Dataset content:

※ ※ ※

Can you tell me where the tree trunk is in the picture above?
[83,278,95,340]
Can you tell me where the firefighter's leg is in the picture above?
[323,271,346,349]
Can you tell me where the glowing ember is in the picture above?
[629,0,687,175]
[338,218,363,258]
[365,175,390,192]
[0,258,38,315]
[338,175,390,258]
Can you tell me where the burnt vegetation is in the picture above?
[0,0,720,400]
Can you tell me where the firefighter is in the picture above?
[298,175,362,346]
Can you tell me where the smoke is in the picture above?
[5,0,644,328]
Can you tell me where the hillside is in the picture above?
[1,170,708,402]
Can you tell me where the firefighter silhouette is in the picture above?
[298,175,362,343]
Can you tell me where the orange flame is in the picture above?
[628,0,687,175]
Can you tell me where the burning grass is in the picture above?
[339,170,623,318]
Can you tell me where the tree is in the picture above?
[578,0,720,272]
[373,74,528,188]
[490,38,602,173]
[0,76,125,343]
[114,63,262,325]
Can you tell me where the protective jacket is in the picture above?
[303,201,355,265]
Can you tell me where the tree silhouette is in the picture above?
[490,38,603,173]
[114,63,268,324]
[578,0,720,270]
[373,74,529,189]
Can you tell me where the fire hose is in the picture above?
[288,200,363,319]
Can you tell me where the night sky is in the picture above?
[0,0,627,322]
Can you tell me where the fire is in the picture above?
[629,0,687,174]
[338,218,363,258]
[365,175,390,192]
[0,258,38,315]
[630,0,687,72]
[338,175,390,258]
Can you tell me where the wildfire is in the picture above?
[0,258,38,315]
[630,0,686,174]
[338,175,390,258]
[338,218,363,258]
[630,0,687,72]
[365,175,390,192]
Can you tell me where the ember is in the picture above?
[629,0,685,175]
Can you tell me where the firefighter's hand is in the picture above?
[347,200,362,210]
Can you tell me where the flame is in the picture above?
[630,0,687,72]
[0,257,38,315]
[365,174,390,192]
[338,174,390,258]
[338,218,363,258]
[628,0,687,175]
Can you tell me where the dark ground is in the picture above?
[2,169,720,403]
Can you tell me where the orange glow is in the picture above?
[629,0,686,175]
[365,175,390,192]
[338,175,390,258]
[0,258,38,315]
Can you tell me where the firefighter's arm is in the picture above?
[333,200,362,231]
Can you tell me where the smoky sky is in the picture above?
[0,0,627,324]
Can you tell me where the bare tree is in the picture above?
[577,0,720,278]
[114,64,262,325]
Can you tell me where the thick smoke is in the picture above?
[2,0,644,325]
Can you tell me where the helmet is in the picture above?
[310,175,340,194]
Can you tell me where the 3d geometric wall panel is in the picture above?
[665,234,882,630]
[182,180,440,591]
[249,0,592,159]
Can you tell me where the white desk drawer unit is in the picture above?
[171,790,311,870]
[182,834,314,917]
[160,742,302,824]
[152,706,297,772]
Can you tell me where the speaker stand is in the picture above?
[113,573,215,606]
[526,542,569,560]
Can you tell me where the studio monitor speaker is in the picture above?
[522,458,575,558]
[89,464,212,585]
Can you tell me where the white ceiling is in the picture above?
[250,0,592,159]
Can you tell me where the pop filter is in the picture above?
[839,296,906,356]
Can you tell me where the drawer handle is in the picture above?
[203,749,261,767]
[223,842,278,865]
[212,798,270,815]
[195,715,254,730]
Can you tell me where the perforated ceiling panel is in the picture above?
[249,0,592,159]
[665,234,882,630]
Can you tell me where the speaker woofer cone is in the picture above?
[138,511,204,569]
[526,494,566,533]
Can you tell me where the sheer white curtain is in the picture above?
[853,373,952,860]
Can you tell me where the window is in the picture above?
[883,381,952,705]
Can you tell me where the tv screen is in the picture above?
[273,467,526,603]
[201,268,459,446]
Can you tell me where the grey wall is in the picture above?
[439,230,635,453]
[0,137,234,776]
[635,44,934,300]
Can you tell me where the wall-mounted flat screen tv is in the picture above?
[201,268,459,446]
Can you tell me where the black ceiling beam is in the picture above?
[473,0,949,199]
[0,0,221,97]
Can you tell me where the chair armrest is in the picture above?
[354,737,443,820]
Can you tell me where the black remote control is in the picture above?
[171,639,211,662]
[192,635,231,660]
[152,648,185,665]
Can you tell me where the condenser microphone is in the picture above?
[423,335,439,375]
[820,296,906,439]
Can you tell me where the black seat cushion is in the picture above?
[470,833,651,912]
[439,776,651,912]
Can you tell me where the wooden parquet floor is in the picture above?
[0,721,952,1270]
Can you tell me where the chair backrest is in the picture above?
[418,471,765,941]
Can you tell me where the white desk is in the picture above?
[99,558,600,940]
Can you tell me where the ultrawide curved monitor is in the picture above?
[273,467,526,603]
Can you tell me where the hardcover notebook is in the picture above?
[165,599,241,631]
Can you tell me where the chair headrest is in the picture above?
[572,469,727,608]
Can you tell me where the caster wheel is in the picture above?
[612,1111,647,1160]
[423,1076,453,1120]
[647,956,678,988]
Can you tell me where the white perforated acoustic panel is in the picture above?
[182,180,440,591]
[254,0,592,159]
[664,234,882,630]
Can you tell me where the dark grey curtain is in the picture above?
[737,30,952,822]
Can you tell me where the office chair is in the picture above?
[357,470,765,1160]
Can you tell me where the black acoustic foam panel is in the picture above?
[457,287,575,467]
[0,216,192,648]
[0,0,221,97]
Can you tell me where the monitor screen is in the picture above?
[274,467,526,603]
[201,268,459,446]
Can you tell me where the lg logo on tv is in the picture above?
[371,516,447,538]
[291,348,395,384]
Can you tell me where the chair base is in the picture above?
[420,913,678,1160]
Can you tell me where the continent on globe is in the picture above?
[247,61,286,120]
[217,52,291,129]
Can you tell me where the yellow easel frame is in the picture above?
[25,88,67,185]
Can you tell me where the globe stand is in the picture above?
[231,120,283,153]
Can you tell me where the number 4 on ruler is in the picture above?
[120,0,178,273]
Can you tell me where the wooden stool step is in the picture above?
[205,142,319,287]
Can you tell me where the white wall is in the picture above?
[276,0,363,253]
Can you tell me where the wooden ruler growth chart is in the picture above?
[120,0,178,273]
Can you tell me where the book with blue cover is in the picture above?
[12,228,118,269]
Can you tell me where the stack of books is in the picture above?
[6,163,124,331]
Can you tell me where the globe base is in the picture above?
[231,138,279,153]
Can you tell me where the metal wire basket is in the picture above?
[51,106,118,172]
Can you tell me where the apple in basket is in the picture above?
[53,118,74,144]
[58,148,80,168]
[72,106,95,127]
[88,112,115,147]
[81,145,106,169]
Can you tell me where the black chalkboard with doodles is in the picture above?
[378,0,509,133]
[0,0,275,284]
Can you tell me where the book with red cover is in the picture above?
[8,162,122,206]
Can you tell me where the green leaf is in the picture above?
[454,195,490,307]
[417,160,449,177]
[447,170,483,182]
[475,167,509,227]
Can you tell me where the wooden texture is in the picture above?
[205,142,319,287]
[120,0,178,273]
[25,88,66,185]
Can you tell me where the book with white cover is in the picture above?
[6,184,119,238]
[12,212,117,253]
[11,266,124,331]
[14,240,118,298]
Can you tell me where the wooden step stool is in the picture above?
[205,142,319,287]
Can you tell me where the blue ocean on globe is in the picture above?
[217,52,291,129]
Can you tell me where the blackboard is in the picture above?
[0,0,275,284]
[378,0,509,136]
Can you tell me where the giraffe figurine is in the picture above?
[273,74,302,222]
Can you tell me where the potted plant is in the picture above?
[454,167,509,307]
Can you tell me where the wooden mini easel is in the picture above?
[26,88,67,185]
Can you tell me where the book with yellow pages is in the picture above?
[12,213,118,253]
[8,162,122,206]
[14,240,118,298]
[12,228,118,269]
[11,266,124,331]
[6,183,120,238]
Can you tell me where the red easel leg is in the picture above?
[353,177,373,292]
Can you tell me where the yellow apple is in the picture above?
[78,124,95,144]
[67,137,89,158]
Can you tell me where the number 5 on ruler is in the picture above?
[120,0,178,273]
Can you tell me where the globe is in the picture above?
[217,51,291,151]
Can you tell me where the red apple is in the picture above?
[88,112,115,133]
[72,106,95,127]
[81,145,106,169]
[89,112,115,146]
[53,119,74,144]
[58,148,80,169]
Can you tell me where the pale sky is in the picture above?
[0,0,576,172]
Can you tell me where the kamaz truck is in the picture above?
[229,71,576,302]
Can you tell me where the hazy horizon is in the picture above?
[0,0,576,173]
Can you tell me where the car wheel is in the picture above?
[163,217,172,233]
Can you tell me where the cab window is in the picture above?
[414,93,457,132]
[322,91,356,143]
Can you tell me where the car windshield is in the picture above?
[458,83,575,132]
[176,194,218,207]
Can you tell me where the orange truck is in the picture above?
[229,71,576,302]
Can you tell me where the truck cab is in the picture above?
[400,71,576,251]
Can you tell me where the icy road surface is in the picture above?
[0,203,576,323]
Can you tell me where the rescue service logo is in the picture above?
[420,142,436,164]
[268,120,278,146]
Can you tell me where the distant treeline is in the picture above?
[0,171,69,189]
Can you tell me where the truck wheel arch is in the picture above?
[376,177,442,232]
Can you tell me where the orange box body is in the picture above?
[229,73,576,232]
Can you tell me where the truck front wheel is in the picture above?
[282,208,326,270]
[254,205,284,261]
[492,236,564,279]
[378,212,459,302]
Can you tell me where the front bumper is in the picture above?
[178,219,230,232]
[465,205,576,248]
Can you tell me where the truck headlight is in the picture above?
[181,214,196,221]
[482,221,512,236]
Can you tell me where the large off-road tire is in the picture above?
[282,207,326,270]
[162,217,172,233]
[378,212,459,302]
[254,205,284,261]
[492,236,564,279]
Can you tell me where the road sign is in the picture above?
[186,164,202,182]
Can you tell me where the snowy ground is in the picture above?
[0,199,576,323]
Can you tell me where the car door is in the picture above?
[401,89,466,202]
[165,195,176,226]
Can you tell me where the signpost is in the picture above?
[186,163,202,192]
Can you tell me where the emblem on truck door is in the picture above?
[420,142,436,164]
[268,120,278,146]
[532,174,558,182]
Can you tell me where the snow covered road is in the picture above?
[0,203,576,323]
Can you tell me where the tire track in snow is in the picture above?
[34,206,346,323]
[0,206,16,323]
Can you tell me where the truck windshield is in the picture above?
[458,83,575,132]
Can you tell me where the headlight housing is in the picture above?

※ ※ ※

Written request: Render the data between the lines holding "Can you tell me where the white desk drawer" and "[526,542,569,560]", inclusive, as a Markdown table with the columns Row and Line. Number each line in Row, and leave out any blank lines.

Answer for this exercise:
| Row | Line |
|---|---|
| 1 | Can you tell me where the white desk drawer unit is in the picture above? |
| 2 | [171,790,311,870] |
| 3 | [182,834,314,917] |
| 4 | [160,742,302,824] |
| 5 | [152,706,297,772] |
| 6 | Can you tell me where the speaker stand is in the picture above? |
| 7 | [113,573,215,606] |
| 8 | [526,542,569,560] |